The first USS Jenkins (DD-42) was a modified  in the United States Navy during World War I. She was named for Rear Admiral Thornton A. Jenkins.

Jenkins was laid down on 24 March 1911 by Bath Iron Works, Bath, Maine; launched on 29 April 1912; sponsored by Miss Alice Jenkins, daughter of Rear Admiral Jenkins; and commissioned on 15 June 1912.

Pre-World War I
In the years that preceded World War I, Jenkins, based at Newport, Rhode Island, trained with the Atlantic Fleet, sailing to the Caribbean for winter maneuvers operating along the East Coast in summer. In addition, she sailed to Tampico, Mexico in mid-April 1914 to support the American occupation of Veracruz. On 1 October 1916 she was in a collision with the lighter Trilby at Sandwich, Massachusetts that resulted in damage to the lighter.

Given information:

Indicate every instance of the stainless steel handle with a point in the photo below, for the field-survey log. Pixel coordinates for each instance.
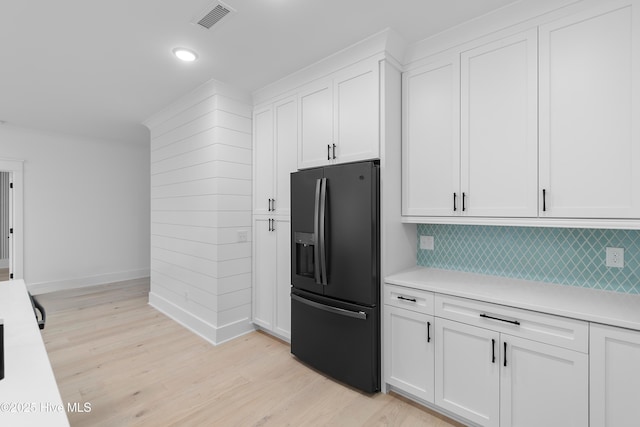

Requirements:
1 – Please copy the stretch of the USS Jenkins text from "Jenkins was laid" through "to the lighter.".
2 – Pick up the USS Jenkins text after its final sentence and keep writing.
The listing plays no part in what comes next.

Written responses:
1 –
Jenkins was laid down on 24 March 1911 by Bath Iron Works, Bath, Maine; launched on 29 April 1912; sponsored by Miss Alice Jenkins, daughter of Rear Admiral Jenkins; and commissioned on 15 June 1912.

Pre-World War I
In the years that preceded World War I, Jenkins, based at Newport, Rhode Island, trained with the Atlantic Fleet, sailing to the Caribbean for winter maneuvers operating along the East Coast in summer. In addition, she sailed to Tampico, Mexico in mid-April 1914 to support the American occupation of Veracruz. On 1 October 1916 she was in a collision with the lighter Trilby at Sandwich, Massachusetts that resulted in damage to the lighter.

2 –
World War I
As the war raged in Europe, Jenkins continued patrol operations along the North American coast in search of possible German U-boats. The patrols and maneuvers sharpened her war-readiness, so that she was ready for any eventuality when she sailed for Europe on 26 May 1917.

Based at Queenstown, Ireland, Jenkins and her sister destroyers patrolled the eastern Atlantic, escorting convoys and rescuing survivors of sunken merchantmen. She continued escort and patrol duty for the duration of the war. Though she made several submarine contacts, no results were determined. Following the signing of the Armistice on 11 November 1918, Jenkins sailed for home, arriving Boston, Massachusetts on 3 January 1919.

Inter-war period
The destroyer operated along the Atlantic coast until arriving at Philadelphia, Pennsylvania on 20 July. She remained there until decommissioning on 31 October. Jenkins was scrapped in 1935 in accordance with the London Naval Treaty.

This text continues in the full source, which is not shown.